* _Instruction A_
In the records, edit the lines starting with the line containing "blue patterned t-shirt." and going on through the line containing "x=427 y=330", replacing "patterned" with "striped" and leaving everything else unchanged. Give back only those lines.

* _Passage provided_
Delhi : Recent events in Bangladesh have provoked strong emotional responses in India, including calls for military action and territorial assertions. While these reactions are understandable amid heightened tensions, they risk overlooking the deeper structural forces driving the unrest. A closer analysis of the timeline reveals that the violence is neither entirely spontaneous nor solely domestic.

Large-scale unrest erupted following the assassination attempt on Sharif Osman Hadi on December 12, 2025, in Dhaka. Hadi, a prominent youth leader and spokesperson for Inqilab Mancha, rose to prominence during the 2024 student uprising that ousted Sheikh Hasina. Known for his fierce criticism of India—where Hasina now resides in exile—as well as the interim government under Muhammad Yunus, Jamaat-e-Islami, the BNP, and the Awami League, Hadi positioned himself as an independent force with substantial popular backing and ambitions to contest upcoming elections. His emergence challenged entrenched interests across the political divide.
Analytically, the key question extends beyond identifying the perpetrators to understanding who benefits most from the fallout. The aftermath did not follow the pattern of typical political mobilisation for succession or electoral advantage. Instead, public anger swiftly pivoted to external scapegoating, with India emerging as the focal point of accusations—often alleging New Delhi’s involvement or sheltering of suspects.

* _Instruction B_
In the passage on the unrest in Bangladesh, on what date did the assassination attempt on Sharif Osman Hadi take place?

* _Material for this exercise_
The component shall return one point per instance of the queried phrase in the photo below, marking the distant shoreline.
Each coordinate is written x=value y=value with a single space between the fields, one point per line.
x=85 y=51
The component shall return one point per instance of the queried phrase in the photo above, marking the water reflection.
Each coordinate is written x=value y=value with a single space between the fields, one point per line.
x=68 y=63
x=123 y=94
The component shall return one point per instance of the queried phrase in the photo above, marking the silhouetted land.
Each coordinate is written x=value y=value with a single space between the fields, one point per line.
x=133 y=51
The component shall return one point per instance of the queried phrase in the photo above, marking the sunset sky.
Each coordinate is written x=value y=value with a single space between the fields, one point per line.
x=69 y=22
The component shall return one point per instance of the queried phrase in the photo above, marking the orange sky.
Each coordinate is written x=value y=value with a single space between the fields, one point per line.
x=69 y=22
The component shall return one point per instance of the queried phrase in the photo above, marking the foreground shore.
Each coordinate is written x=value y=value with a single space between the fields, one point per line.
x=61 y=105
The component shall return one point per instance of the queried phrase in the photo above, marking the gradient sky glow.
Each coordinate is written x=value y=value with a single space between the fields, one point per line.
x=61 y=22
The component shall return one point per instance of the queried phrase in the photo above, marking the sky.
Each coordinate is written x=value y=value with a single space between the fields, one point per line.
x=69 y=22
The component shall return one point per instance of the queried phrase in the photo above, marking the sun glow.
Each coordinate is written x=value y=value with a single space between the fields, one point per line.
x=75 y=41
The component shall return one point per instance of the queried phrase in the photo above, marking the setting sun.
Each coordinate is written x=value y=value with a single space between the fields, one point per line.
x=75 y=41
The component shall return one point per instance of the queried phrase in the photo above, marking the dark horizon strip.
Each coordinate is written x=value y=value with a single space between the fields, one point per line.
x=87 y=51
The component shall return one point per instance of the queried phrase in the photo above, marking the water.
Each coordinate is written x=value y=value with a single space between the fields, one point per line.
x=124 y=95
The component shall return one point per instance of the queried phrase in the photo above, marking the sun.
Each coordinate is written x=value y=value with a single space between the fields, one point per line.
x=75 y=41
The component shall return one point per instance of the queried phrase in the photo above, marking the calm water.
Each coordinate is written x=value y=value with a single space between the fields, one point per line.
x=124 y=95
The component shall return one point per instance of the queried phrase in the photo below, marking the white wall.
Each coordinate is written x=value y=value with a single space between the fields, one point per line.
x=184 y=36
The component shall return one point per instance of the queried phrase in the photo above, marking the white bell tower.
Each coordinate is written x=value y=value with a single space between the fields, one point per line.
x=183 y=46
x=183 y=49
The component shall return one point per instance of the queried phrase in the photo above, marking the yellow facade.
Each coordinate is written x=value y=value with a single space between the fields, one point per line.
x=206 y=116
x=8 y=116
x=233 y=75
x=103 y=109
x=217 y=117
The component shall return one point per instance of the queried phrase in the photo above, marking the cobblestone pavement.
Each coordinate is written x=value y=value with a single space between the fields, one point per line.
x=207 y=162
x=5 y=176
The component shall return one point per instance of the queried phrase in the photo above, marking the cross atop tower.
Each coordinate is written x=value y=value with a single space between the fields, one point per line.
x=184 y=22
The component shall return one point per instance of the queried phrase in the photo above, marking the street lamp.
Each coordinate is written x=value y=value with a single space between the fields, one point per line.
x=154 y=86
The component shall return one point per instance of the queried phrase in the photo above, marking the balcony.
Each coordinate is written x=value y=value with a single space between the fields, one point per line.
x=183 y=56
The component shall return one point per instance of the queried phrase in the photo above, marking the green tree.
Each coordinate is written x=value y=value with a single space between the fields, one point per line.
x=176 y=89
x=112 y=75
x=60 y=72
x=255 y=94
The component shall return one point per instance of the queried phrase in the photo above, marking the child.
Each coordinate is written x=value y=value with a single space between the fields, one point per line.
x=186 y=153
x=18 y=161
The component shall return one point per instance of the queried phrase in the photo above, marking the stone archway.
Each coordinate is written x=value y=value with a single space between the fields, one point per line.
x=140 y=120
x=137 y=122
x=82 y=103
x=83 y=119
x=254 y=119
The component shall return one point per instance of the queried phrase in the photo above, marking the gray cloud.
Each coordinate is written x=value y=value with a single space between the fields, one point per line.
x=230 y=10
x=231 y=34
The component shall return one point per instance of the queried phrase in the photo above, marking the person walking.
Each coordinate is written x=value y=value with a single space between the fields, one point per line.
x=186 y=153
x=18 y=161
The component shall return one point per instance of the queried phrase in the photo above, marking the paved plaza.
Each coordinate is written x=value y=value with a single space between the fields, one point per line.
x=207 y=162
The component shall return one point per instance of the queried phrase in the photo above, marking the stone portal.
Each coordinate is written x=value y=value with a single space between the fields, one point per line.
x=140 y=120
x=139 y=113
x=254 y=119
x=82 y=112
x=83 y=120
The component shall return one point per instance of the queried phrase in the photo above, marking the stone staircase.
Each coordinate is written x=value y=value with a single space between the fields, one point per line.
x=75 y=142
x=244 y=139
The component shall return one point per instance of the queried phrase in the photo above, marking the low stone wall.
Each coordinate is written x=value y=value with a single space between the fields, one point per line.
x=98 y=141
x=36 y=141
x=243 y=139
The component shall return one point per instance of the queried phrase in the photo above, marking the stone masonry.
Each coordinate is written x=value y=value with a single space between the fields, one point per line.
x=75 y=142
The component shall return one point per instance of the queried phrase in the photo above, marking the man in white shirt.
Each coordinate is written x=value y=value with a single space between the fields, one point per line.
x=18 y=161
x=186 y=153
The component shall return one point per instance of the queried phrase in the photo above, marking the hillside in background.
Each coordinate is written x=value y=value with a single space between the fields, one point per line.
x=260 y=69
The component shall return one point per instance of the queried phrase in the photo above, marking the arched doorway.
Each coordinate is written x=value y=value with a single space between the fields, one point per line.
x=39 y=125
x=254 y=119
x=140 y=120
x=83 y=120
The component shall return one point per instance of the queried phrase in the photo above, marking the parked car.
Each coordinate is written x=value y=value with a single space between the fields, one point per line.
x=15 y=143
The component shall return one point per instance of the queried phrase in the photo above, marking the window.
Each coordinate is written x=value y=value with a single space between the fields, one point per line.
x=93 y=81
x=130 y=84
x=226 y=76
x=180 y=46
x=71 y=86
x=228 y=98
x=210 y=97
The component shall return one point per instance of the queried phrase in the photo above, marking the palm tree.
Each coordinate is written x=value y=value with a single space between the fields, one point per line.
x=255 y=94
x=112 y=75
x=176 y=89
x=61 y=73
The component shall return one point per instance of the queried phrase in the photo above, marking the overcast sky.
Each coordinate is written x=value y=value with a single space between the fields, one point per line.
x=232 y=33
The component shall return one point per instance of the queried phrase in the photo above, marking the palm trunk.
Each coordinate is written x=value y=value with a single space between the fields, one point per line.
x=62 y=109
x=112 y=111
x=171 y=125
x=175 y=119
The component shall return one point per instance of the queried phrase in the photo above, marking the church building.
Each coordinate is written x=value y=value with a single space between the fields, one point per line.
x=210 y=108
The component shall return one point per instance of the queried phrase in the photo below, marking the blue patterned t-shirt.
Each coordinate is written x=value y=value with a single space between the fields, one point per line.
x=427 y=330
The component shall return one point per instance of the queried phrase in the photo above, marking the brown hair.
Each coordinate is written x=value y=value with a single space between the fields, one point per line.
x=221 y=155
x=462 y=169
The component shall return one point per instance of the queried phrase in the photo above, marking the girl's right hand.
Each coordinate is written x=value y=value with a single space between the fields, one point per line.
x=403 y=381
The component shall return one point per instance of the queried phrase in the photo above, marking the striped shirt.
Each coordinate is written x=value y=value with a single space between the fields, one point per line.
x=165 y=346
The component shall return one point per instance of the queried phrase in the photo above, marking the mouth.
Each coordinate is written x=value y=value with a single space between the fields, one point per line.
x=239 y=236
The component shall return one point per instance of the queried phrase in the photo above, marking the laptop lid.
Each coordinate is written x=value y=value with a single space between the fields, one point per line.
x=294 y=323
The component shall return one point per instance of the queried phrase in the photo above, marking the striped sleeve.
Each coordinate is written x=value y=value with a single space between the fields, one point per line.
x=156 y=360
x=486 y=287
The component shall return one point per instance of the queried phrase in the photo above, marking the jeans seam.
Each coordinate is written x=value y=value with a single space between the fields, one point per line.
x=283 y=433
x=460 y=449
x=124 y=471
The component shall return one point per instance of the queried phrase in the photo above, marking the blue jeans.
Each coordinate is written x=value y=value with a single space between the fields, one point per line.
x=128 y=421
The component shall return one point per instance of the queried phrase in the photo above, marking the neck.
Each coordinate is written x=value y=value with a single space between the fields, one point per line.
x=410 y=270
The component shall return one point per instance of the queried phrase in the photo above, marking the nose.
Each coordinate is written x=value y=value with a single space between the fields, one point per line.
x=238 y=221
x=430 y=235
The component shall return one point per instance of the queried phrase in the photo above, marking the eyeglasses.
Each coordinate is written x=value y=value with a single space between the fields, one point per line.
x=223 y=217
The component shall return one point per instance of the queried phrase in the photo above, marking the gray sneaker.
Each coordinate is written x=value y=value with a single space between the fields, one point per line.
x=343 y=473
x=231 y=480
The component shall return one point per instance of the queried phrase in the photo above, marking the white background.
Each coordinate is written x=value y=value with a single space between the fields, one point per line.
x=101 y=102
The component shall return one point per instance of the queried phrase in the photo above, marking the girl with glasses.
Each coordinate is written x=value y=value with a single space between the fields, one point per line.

* _Exercise output A_
The component shall return one point per instance of the queried phrase in the photo below, marking the blue striped t-shirt.
Each coordinate is written x=value y=value with a single space between the fields, one point per line.
x=427 y=330

* _Exercise output B_
December 12, 2025